* Assignment: Restate the records so that not a single word differs.

=== Section Start ===

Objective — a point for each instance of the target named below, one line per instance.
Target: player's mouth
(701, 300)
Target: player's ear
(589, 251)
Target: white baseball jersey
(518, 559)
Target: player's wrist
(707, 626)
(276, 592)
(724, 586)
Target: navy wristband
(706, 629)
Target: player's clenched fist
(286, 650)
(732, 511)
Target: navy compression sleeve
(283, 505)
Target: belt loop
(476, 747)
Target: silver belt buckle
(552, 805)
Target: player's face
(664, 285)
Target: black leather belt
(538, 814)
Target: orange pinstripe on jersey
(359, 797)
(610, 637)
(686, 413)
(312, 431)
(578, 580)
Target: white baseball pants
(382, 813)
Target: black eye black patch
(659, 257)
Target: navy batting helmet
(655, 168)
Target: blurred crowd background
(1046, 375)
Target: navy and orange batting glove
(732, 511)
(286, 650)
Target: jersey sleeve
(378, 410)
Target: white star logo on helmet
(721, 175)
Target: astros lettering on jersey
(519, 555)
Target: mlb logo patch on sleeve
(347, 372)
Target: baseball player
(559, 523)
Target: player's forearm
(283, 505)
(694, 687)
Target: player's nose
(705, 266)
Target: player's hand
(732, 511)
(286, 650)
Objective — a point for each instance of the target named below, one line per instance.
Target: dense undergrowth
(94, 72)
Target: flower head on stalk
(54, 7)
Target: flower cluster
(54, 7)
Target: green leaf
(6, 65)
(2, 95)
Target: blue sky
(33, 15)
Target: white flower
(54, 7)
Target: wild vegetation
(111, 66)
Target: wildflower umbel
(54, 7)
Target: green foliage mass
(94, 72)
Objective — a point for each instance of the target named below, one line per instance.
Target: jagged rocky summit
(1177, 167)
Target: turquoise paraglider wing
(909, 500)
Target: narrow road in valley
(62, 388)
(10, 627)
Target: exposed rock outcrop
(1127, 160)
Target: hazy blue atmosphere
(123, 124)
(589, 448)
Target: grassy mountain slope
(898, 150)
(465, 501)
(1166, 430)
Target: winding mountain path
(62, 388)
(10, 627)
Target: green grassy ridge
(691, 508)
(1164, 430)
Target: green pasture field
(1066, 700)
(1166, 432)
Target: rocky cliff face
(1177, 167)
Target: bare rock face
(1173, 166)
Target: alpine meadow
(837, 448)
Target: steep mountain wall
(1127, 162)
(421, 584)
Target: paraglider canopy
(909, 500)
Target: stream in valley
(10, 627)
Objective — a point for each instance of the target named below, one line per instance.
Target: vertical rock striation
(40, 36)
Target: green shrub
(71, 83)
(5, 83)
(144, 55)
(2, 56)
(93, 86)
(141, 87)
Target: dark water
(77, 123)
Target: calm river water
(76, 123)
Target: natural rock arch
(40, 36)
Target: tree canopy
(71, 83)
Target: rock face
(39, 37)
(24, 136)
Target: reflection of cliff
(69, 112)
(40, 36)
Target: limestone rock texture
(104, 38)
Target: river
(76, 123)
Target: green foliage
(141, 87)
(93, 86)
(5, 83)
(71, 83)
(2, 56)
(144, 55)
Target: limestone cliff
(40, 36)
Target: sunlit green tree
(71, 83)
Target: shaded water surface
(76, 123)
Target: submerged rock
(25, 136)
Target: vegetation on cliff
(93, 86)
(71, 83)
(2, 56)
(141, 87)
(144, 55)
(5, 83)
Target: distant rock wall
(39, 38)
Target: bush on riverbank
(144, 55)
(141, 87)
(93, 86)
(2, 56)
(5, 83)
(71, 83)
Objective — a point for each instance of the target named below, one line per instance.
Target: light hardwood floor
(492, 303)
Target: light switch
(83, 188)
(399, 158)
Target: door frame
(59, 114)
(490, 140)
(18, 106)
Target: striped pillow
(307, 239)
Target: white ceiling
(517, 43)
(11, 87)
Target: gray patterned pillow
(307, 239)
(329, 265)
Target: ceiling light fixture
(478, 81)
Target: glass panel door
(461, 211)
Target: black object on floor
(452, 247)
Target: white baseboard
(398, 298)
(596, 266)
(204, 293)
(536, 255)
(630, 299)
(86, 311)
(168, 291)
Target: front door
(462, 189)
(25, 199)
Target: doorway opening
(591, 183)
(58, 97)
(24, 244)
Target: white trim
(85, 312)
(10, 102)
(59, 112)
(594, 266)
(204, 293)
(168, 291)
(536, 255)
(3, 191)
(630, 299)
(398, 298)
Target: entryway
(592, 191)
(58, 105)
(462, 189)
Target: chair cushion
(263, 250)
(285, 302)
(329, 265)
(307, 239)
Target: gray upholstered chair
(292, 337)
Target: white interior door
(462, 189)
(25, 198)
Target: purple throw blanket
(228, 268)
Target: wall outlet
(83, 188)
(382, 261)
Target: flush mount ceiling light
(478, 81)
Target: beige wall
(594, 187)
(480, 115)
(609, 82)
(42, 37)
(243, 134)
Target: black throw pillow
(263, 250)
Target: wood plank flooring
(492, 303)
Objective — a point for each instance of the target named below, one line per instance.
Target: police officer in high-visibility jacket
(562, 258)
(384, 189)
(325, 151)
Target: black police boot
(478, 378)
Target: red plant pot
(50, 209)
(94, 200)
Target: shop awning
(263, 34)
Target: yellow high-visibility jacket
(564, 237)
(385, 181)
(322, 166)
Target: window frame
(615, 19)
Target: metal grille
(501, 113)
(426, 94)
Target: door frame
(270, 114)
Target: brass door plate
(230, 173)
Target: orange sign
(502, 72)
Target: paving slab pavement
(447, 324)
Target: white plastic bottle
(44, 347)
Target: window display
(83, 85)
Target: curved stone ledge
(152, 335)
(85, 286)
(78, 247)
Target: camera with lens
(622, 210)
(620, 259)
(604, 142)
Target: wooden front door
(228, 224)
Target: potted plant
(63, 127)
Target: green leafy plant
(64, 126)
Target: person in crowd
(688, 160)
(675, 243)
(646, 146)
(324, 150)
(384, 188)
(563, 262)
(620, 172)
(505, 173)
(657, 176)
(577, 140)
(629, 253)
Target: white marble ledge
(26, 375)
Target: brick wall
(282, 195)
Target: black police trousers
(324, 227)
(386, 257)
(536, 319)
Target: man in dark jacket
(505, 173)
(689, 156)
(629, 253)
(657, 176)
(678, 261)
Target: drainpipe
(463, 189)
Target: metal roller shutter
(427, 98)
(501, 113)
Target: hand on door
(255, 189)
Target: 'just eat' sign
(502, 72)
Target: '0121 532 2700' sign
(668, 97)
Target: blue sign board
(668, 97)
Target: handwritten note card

=== Section End ===

* Response area:
Objective — a point for each instance of the target named below, one line per instance.
Target: player's mouth
(701, 300)
Target: player's ear
(589, 251)
Target: white baseball jersey
(518, 559)
Target: player's wrist
(707, 626)
(276, 592)
(724, 586)
Target: navy wristband
(706, 629)
Target: player's clenched fist
(286, 650)
(732, 511)
Target: navy compression sleeve
(283, 505)
Target: belt loop
(476, 747)
Target: silver belt buckle
(552, 805)
Target: player's face
(664, 285)
Target: black leather belt
(538, 814)
Target: orange pinstripe on jersey
(359, 797)
(610, 637)
(686, 413)
(312, 431)
(578, 580)
Target: white baseball pants
(382, 813)
Target: black eye black patch
(659, 257)
Target: navy batting helmet
(655, 168)
Target: blurred crowd background
(1046, 375)
Target: navy and orange batting glove
(732, 511)
(286, 650)
Target: jersey sleeve
(378, 410)
Target: white star logo on helmet
(721, 175)
Target: astros lettering on jersey
(519, 555)
Target: mlb logo patch on sleeve
(347, 372)
Target: baseball player
(559, 523)
Target: player's forearm
(283, 505)
(694, 687)
Target: player's nose
(705, 266)
Target: player's hand
(732, 511)
(286, 650)
Objective — a point for each instance of the target named below, one line per instance.
Target: dense undergrowth
(94, 72)
Target: flower head on stalk
(54, 7)
Target: flower cluster
(54, 7)
Target: green leaf
(6, 65)
(2, 95)
Target: blue sky
(33, 15)
Target: white flower
(54, 7)
Target: wild vegetation
(111, 66)
Target: wildflower umbel
(54, 7)
Target: green foliage mass
(94, 72)
Objective — a point for each instance of the target named below, one line per instance.
Target: jagged rocky summit
(1177, 167)
Target: turquoise paraglider wing
(909, 500)
Target: narrow road in valley
(62, 388)
(10, 627)
Target: exposed rock outcrop
(1127, 160)
Target: hazy blue atmosphere
(123, 124)
(589, 448)
Target: grassy mountain slope
(898, 150)
(465, 501)
(1166, 430)
Target: winding mountain path
(62, 388)
(10, 627)
Target: green grassy ridge
(691, 508)
(1164, 430)
Target: green pasture field
(1066, 700)
(1166, 432)
Target: rocky cliff face
(1177, 167)
Target: bare rock face
(1173, 166)
Target: alpine meadow
(837, 448)
Target: steep mountain wall
(1127, 162)
(421, 584)
Target: paraglider canopy
(909, 500)
Target: stream in valley
(10, 627)
Objective — a point for each instance of the target named below, one line per instance.
Target: vertical rock striation
(40, 36)
Target: green shrub
(71, 83)
(5, 83)
(144, 55)
(2, 56)
(93, 86)
(141, 87)
Target: dark water
(77, 123)
Target: calm river water
(76, 123)
Target: natural rock arch
(40, 36)
Target: tree canopy
(71, 83)
Target: rock face
(39, 37)
(24, 136)
Target: reflection of cliff
(69, 112)
(40, 36)
Target: limestone rock texture
(104, 38)
Target: river
(76, 123)
Target: green foliage
(141, 87)
(93, 86)
(5, 83)
(71, 83)
(2, 56)
(144, 55)
Target: limestone cliff
(40, 36)
Target: sunlit green tree
(71, 83)
Target: shaded water surface
(76, 123)
Target: submerged rock
(25, 136)
Target: vegetation on cliff
(93, 86)
(71, 83)
(2, 56)
(141, 87)
(144, 55)
(5, 83)
Target: distant rock wall
(39, 38)
Target: bush on riverbank
(144, 55)
(141, 87)
(93, 86)
(2, 56)
(5, 83)
(71, 83)
Objective — a point for each instance of the target named below, one line per instance.
Target: light hardwood floor
(492, 303)
Target: light switch
(83, 188)
(399, 158)
Target: door frame
(59, 114)
(490, 140)
(18, 106)
Target: striped pillow
(307, 239)
Target: white ceiling
(517, 43)
(11, 87)
Target: gray patterned pillow
(307, 239)
(329, 265)
Target: ceiling light fixture
(478, 81)
Target: glass panel door
(461, 211)
Target: black object on floor
(452, 247)
Target: white baseboard
(398, 298)
(596, 266)
(204, 293)
(536, 255)
(630, 299)
(86, 311)
(168, 291)
Target: front door
(462, 189)
(25, 199)
Target: doorway opening
(591, 183)
(58, 97)
(24, 244)
Target: white trim
(85, 312)
(10, 102)
(59, 112)
(594, 266)
(204, 293)
(168, 291)
(536, 255)
(3, 191)
(630, 299)
(398, 298)
Target: entryway
(592, 191)
(58, 105)
(462, 189)
Target: chair cushion
(263, 250)
(285, 302)
(329, 265)
(307, 239)
Target: gray upholstered chair
(292, 337)
Target: white interior door
(462, 189)
(25, 198)
Target: purple throw blanket
(228, 268)
Target: wall outlet
(83, 188)
(382, 261)
Target: flush mount ceiling light
(478, 81)
Target: beige wall
(594, 187)
(480, 115)
(609, 82)
(42, 37)
(243, 134)
Target: black throw pillow
(263, 250)
Target: wood plank flooring
(492, 303)
Objective — a point for each instance of the target named below, one line per instance.
Target: police officer in high-visibility jacket
(562, 258)
(384, 189)
(325, 151)
Target: black police boot
(478, 378)
Target: red plant pot
(50, 209)
(94, 200)
Target: shop awning
(263, 34)
Target: yellow high-visibility jacket
(564, 237)
(385, 181)
(322, 166)
Target: window frame
(615, 19)
Target: metal grille
(501, 113)
(426, 94)
Target: door frame
(270, 114)
Target: brass door plate
(230, 173)
Target: orange sign
(502, 72)
Target: paving slab pavement
(447, 324)
Target: white plastic bottle
(44, 347)
Target: window display
(83, 85)
Target: curved stone ledge
(152, 335)
(85, 286)
(78, 247)
Target: camera with lens
(622, 210)
(620, 259)
(604, 142)
Target: wooden front door
(228, 224)
Target: potted plant
(63, 127)
Target: green leafy plant
(64, 126)
Target: person in crowd
(688, 160)
(675, 243)
(646, 146)
(324, 150)
(384, 188)
(563, 262)
(620, 172)
(505, 173)
(657, 176)
(577, 140)
(629, 253)
Target: white marble ledge
(26, 375)
Target: brick wall
(282, 195)
Target: black police trousers
(324, 227)
(386, 257)
(536, 319)
Target: man in dark jacket
(505, 173)
(689, 156)
(629, 253)
(657, 176)
(678, 261)
Target: drainpipe
(463, 189)
Target: metal roller shutter
(427, 98)
(501, 113)
Target: hand on door
(255, 189)
Target: 'just eat' sign
(502, 72)
Target: '0121 532 2700' sign
(668, 97)
Target: blue sign board
(668, 97)
Target: handwritten note card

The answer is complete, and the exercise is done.